[Point-per-instance localization data]
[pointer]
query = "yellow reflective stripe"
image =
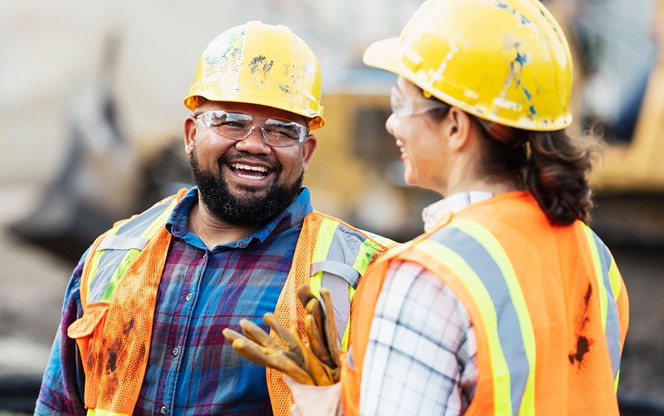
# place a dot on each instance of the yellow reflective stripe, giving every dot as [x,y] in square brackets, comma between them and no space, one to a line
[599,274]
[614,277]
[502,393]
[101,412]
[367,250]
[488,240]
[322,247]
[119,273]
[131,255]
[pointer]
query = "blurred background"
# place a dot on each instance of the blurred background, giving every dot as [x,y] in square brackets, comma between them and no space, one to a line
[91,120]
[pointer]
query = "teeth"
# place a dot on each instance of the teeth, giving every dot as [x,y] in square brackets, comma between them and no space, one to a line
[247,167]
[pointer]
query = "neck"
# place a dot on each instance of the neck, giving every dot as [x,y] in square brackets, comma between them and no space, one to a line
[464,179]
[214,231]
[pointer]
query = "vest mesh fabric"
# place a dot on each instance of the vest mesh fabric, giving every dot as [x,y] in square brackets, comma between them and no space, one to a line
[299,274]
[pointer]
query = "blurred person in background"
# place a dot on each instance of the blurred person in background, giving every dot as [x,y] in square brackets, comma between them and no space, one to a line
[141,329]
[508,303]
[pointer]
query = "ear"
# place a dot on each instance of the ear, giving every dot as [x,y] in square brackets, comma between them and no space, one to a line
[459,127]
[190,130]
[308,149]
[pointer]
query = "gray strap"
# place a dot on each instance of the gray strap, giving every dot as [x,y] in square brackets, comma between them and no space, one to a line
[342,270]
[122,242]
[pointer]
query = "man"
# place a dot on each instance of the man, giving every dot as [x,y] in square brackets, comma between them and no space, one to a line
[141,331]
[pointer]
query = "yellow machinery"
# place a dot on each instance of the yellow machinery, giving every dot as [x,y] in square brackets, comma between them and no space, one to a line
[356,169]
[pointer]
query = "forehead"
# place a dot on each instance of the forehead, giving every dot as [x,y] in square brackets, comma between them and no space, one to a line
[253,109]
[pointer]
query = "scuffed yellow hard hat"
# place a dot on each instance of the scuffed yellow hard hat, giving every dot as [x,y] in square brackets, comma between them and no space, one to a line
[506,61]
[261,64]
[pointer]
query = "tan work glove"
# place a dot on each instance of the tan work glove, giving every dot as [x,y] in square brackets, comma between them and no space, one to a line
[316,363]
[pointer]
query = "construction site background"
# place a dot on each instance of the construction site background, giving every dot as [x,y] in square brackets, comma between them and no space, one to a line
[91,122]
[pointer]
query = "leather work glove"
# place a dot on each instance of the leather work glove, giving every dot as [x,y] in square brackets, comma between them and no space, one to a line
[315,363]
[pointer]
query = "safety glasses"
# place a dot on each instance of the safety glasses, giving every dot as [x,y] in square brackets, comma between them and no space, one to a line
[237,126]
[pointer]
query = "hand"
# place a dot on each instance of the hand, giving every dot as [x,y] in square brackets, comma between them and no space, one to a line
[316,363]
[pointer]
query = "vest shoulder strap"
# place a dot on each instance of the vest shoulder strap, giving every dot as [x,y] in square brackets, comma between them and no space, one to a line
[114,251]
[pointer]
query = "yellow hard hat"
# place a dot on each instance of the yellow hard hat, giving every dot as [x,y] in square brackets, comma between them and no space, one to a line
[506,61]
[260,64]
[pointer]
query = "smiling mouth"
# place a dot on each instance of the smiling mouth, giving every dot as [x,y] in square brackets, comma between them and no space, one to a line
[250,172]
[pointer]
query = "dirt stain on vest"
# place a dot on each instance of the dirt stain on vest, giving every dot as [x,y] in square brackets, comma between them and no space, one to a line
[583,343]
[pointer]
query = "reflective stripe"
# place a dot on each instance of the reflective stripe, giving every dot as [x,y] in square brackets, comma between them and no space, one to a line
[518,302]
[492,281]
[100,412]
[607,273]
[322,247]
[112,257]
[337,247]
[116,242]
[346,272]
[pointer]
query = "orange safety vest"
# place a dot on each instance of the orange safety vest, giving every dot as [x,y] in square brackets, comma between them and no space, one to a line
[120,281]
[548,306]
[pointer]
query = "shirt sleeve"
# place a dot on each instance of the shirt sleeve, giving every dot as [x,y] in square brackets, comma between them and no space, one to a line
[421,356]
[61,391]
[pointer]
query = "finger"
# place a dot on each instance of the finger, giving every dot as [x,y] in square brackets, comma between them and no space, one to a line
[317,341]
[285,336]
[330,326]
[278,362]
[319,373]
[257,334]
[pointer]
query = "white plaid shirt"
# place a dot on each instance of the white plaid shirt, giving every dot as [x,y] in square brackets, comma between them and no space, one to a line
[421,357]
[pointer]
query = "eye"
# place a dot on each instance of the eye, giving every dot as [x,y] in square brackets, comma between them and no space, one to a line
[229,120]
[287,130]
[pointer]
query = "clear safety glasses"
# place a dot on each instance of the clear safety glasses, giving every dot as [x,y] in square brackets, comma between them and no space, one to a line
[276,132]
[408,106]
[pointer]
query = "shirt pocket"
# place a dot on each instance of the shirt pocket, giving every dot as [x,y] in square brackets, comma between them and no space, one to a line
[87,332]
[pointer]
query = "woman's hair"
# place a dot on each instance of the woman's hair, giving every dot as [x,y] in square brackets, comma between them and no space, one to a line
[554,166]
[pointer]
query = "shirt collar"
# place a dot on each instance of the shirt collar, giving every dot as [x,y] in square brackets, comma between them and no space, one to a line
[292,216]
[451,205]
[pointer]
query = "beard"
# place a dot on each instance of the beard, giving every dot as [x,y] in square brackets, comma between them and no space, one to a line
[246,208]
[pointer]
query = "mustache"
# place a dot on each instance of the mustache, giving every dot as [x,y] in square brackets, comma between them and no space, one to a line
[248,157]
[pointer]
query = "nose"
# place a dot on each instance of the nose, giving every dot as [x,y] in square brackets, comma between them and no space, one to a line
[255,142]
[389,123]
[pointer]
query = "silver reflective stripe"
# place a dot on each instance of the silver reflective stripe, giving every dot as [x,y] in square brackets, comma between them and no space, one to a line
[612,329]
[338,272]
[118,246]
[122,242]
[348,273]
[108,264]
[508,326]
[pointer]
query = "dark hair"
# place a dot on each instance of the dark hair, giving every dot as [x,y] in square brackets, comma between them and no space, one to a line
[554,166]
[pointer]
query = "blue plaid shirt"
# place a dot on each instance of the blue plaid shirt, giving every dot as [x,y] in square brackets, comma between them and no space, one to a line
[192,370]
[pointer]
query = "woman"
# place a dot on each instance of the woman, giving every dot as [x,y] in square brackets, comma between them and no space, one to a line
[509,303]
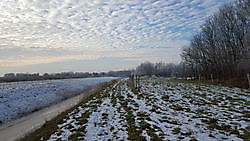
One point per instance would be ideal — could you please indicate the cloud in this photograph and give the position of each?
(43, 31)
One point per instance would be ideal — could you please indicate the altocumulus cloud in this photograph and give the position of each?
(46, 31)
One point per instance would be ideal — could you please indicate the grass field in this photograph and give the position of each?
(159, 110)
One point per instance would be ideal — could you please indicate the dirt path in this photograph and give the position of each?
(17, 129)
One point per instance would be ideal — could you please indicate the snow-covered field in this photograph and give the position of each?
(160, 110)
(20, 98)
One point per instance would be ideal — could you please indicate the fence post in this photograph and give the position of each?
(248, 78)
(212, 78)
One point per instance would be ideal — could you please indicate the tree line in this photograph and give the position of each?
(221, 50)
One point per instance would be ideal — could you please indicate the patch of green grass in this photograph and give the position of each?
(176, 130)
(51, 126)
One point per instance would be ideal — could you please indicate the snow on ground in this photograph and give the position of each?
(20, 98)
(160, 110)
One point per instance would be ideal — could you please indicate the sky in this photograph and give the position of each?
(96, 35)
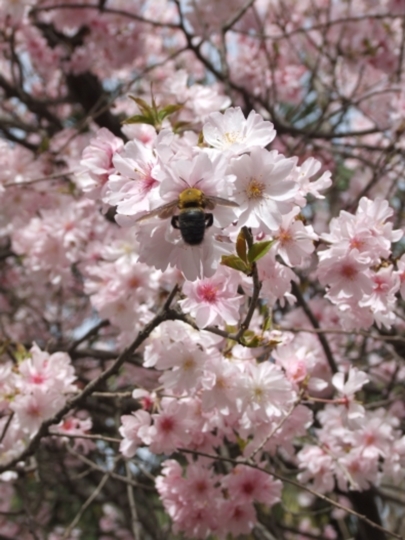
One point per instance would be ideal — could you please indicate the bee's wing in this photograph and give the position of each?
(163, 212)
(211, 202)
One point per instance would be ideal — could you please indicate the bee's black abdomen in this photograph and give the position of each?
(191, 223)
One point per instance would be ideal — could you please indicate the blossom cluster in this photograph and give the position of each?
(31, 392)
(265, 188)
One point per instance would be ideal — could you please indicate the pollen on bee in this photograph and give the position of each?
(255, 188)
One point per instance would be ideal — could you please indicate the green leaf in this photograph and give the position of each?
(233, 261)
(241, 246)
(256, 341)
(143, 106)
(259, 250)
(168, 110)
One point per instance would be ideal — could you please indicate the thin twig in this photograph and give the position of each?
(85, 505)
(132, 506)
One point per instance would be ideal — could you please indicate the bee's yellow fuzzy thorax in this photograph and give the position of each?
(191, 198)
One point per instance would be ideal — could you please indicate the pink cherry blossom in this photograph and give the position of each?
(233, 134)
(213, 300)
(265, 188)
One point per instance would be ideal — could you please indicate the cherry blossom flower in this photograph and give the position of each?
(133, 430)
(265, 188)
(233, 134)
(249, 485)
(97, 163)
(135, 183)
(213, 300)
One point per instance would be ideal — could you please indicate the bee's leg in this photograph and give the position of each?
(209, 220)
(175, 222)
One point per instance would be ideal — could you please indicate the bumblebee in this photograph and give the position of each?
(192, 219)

Task goal => The required answer is the line with "indicate the cherry" plus every line after it to the end of the entries above, transcribed exactly.

Response to this exercise =>
One point per instance would be ideal — could you please indicate the cherry blossom flower in this photograph and give the position of each?
(133, 430)
(265, 188)
(233, 134)
(249, 485)
(97, 163)
(135, 183)
(213, 300)
One point per instance would be ideal — could you please indicate the bee's leg in this photograph and give the position of each?
(209, 220)
(175, 222)
One point per instance would be ideal — could you please indicate the bumblebee in this photograph and give the position of each?
(192, 219)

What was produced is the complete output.